- STATED PROBLEM -
Rewrite the entries below, switching "Positions" to "Coordinates" throughout and leaving everything else unchanged.

(Data items)
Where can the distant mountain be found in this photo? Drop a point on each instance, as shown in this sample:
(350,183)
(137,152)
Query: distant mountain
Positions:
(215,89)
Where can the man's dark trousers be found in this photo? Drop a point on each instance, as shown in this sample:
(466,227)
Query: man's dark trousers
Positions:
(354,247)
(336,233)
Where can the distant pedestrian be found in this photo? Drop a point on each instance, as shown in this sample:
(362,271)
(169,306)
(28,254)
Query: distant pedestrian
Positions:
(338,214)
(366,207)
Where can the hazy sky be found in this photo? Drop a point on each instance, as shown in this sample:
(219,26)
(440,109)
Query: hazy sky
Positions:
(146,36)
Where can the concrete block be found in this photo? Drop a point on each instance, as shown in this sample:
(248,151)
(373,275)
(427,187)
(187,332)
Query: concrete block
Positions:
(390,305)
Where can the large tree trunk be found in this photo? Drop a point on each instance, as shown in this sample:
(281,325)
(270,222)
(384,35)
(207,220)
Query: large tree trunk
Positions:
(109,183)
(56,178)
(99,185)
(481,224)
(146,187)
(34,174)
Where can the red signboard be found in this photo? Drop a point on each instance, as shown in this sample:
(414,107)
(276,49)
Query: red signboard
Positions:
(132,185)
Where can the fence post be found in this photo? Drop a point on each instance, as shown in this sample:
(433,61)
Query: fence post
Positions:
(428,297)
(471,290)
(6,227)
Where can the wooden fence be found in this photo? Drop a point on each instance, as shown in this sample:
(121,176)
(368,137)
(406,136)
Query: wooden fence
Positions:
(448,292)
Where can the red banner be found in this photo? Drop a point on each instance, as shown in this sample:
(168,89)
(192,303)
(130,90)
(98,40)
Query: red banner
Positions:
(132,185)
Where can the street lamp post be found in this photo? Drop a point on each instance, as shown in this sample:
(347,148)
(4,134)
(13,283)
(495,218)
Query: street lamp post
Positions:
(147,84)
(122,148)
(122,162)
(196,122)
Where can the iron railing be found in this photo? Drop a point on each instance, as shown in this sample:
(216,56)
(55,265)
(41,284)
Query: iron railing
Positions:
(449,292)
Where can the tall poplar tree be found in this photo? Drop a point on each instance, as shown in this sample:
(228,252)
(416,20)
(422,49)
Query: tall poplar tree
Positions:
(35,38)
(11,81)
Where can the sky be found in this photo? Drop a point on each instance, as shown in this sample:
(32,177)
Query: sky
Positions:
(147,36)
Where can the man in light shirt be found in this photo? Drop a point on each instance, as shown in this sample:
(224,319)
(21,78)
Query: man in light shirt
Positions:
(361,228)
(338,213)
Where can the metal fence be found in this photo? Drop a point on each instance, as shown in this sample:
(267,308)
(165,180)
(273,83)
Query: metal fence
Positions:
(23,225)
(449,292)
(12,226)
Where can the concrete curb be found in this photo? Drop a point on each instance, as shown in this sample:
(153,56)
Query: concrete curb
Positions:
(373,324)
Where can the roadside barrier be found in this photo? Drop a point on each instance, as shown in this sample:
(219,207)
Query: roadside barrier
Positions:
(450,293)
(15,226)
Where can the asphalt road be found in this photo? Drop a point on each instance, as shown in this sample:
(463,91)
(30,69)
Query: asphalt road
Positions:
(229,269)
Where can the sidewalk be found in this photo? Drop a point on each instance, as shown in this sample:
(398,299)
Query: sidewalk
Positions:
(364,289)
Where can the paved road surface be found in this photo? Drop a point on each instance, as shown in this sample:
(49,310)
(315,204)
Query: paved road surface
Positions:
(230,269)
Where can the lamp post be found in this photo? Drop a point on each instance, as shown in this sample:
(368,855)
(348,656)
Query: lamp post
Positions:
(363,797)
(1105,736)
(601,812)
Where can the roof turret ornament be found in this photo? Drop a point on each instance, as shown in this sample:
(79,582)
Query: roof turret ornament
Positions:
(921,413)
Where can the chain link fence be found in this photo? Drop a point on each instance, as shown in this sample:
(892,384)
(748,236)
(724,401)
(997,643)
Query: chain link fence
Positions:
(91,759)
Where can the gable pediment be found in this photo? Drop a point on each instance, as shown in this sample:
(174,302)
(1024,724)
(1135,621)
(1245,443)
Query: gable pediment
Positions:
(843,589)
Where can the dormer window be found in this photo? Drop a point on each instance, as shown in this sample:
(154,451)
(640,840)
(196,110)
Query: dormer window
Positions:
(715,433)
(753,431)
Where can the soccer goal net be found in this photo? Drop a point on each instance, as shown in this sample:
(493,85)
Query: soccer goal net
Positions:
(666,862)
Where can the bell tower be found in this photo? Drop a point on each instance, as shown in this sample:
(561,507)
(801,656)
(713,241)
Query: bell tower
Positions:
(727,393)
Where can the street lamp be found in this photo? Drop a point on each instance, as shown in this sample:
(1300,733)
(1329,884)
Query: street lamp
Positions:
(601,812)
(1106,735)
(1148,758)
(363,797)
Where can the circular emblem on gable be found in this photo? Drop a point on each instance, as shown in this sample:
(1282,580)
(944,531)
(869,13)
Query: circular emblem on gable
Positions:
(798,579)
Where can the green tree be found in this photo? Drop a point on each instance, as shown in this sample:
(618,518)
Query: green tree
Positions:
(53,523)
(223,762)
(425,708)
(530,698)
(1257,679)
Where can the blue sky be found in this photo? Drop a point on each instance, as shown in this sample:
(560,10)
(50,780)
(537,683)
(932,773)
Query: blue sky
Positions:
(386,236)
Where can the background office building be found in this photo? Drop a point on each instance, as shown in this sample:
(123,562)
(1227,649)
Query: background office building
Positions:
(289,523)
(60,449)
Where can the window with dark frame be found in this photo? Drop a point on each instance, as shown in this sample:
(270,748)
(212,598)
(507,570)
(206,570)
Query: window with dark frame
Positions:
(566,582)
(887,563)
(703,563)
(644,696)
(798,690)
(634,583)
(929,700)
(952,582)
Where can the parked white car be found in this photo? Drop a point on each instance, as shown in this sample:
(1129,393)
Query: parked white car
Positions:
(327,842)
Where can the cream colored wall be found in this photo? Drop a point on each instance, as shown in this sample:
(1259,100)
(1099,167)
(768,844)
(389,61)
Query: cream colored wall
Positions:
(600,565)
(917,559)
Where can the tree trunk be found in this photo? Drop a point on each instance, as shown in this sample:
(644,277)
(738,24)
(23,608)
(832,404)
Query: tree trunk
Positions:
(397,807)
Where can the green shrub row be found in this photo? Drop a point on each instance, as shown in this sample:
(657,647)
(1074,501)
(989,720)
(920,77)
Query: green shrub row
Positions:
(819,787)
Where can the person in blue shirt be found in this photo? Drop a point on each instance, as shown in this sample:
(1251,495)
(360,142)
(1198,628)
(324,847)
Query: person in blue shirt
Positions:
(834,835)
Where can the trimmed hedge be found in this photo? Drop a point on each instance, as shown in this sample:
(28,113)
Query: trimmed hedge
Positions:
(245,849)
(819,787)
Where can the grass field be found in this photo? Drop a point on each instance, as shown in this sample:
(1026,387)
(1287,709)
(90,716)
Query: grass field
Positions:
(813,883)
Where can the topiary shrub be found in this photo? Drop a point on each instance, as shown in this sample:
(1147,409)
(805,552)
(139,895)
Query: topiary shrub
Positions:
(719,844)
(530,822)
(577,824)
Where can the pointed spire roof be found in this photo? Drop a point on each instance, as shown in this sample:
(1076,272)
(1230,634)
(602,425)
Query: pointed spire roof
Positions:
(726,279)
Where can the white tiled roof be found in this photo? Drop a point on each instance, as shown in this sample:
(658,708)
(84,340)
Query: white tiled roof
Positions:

- RIGHT ANSWER -
Where can the distant mountain be found in this photo? Drop a point on each instance, as shown in this sample:
(350,183)
(137,152)
Query: distant mountain
Coordinates:
(215,89)
Where can the man's dark trousers be found in this photo? Drop a point on each instance, as shown in this sample:
(466,227)
Query: man's dark trousers
Coordinates:
(354,247)
(336,233)
Where can the distant pedestrian be found in this photo? Drop a point on each instance, as shown in this sample:
(362,271)
(169,306)
(28,254)
Query: distant pedestrian
Coordinates:
(338,214)
(366,207)
Where can the hazy sky be found in this photo? Drop a point on each instance, as shown in this sample:
(219,26)
(440,109)
Query: hazy sky
Coordinates:
(146,36)
Where can the concrete block be found in this photo? Drop a point on each instance, as shown in this sample:
(248,151)
(373,275)
(427,187)
(187,332)
Query: concrete block
Coordinates:
(390,305)
Where can the large tree trunk be found in this photo? Drop a point on each instance, as shown in this sample:
(281,325)
(270,222)
(384,35)
(207,220)
Query: large tree trunk
Coordinates:
(109,183)
(56,178)
(99,185)
(481,224)
(146,187)
(34,174)
Where can the red signboard be found in this photo? Drop a point on each instance, as shown in this sample:
(414,107)
(276,49)
Query: red signboard
Coordinates:
(132,185)
Where can the fence post be found in this photo? Drop a point on each instance, as shown in this sample:
(433,61)
Query: fence post
Coordinates:
(428,297)
(471,290)
(6,227)
Where can the wooden fence be found in this photo? Drop a point on each instance, as shown in this sample:
(121,176)
(368,137)
(406,136)
Query: wooden fence
Coordinates:
(448,292)
Where can the red banner be found in this photo? Drop a point on each instance, as shown in this sample:
(168,89)
(192,303)
(130,90)
(98,40)
Query: red banner
Coordinates:
(132,185)
Where can the street lamp post be found in this photo? Drop a point on each instance, as shown in this sample:
(347,148)
(4,134)
(13,283)
(495,218)
Query: street lamp post
Coordinates:
(147,84)
(122,148)
(122,162)
(196,122)
Where can the iron railing be found in this photo? Drop a point on each instance, as shown in this sample:
(216,56)
(55,265)
(41,284)
Query: iron railing
Coordinates:
(449,292)
Where can the tall poplar tree be found in this photo? Drop a point on each instance, as shown in this sample:
(228,252)
(416,20)
(422,49)
Query: tall poplar tree
Coordinates:
(35,38)
(11,81)
Where can the sky be found in this photo? Drop a point on each instance, as shown in this sample:
(32,177)
Query: sky
Coordinates:
(147,36)
Where can the man in light shirt be found in this photo? Drop a point on each instance, as shown in this sample:
(224,319)
(21,78)
Query: man in light shirt
Coordinates:
(361,228)
(338,213)
Where can the metal fence be found in this photo? Drop a point on each instance, as shown in this sample:
(267,308)
(165,180)
(273,83)
Query: metal fence
Coordinates:
(23,225)
(449,292)
(12,226)
Where can the concrete curb be found in this photo? Drop a point on each instance, as shown in this sample:
(153,56)
Query: concrete curb
Coordinates:
(373,324)
Where can the roadside barrier be found in this photo? Drop a point on each instance, as shown in this sample:
(219,207)
Query: roadside barrier
Coordinates:
(450,293)
(15,226)
Where can the asphalt road be found in this photo? Drop a point on each instance, as shown in this sample:
(463,91)
(30,69)
Query: asphalt road
Coordinates:
(229,269)
Where can the sidewalk be found in this photo? Drop a point on each instance, as shown in this sample:
(398,299)
Query: sidewalk
Coordinates:
(364,289)
Where can the paved road surface be found in this photo? Drop a point on each instance, as shown in this sample:
(49,310)
(315,204)
Query: paved road surface
Coordinates:
(230,269)
Where can the lamp post be found in this photo? Drop a point on each instance, as shown in this sample:
(368,855)
(348,656)
Query: lamp post
Coordinates:
(363,797)
(1105,736)
(601,812)
Where can the roof turret ornament be found in this photo? Drop a point on each instance, as shown in this sample:
(79,582)
Query: roof turret ornament
Coordinates:
(921,413)
Where can the chain link fence be found in this photo? Drop a point on each instance, as shown in this sample:
(892,384)
(748,236)
(724,401)
(997,643)
Query: chain link fence
Coordinates:
(91,759)
Where can the gable pediment be found in this photo? Drop a point on each instance, as shown in this sample:
(174,302)
(1024,724)
(1135,621)
(1245,443)
Query: gable pediment
Coordinates:
(843,589)
Where can the dormer window be found in this photo? Drop a point on each instance, as shown in this sample:
(154,451)
(640,840)
(196,110)
Query: dormer window
Coordinates:
(715,433)
(753,431)
Where can the soccer goal net be found in this photo? Drop a point on each instance, as shown in this sample:
(493,85)
Query: soccer goal net
Coordinates:
(666,862)
Where can the bell tower be found in this photo? Drop a point on each instance, as shown in this sample:
(561,507)
(801,656)
(713,241)
Query: bell tower
Coordinates:
(727,393)
Where can the street lamp be found in this photo? Drop a point on each instance, as shown in this sample:
(1300,733)
(1329,884)
Query: street lamp
Coordinates:
(601,812)
(1106,735)
(1148,758)
(363,797)
Where can the circular emblem on gable be found in this photo? Drop a point on each instance, as shown in this sample:
(1282,580)
(944,531)
(869,13)
Query: circular emblem on gable
Coordinates:
(798,579)
Where can the green tree be found in this photo? Drop a point on each instance, as shown in this sample:
(618,518)
Query: green tree
Coordinates:
(53,523)
(223,762)
(425,708)
(530,698)
(1257,679)
Where can the blue sky be found in this photo? Drop a point on each instance, as shown in this sample:
(560,10)
(50,780)
(537,683)
(932,773)
Query: blue sky
Coordinates:
(386,236)
Where can the background office building be found in this photo? Drop a point on each instance, as shown in this sample:
(123,562)
(1227,649)
Query: background office building
Coordinates:
(289,523)
(60,449)
Where can the window with dark frame be found in this photo? Drop a point on each instance, as shown in this sample:
(270,748)
(212,598)
(507,570)
(206,570)
Query: window with dark frame
Coordinates:
(566,582)
(887,563)
(703,563)
(644,696)
(798,690)
(634,583)
(929,700)
(952,582)
Where can the parked white car be found in this photo? Drop a point on each instance, as shown in this sample:
(1129,393)
Query: parked white car
Coordinates:
(327,842)
Where can the cream colored wall be found in this photo? Drop a point on each instance, as shown in this sample:
(1259,100)
(1099,167)
(768,844)
(389,61)
Query: cream colored wall
Coordinates:
(600,565)
(917,559)
Where can the tree trunk be found in this photo? Drop a point on each instance, as shown in this sample:
(644,277)
(738,24)
(23,608)
(832,404)
Query: tree trunk
Coordinates:
(397,807)
Where can the green shrub row be found in this photo? Drop a point on each instance, as shown in this sample:
(657,647)
(1074,501)
(989,720)
(920,77)
Query: green shrub row
Coordinates:
(819,787)
Where can the person in blue shirt be found in this photo? Drop a point on each instance, as shown in this sample:
(1251,495)
(360,142)
(1198,628)
(324,847)
Query: person in blue shirt
Coordinates:
(834,835)
Where can the trimmed hedge be found in this photo? Drop a point on each instance, as shown in this sample:
(28,113)
Query: trimmed hedge
Coordinates:
(245,849)
(819,787)
Where can the grass field be found in this photo? Drop a point on each instance, as shown in this sample:
(1026,387)
(1287,709)
(90,716)
Query: grass field
Coordinates:
(813,883)
Where can the topiary shrub be found in this photo? Drop a point on each instance, as shown in this sample:
(1147,409)
(805,552)
(139,895)
Query: topiary shrub
Coordinates:
(719,844)
(530,822)
(577,824)
Where can the pointed spire roof be found in this photo? Drop a point on each instance, as shown in this sample:
(1076,272)
(1230,634)
(602,425)
Query: pointed spire roof
Coordinates:
(726,279)
Where can the white tiled roof be found in this photo? Drop a point on each instance, as shown in this sample:
(658,708)
(84,340)
Query: white tiled roof
Coordinates:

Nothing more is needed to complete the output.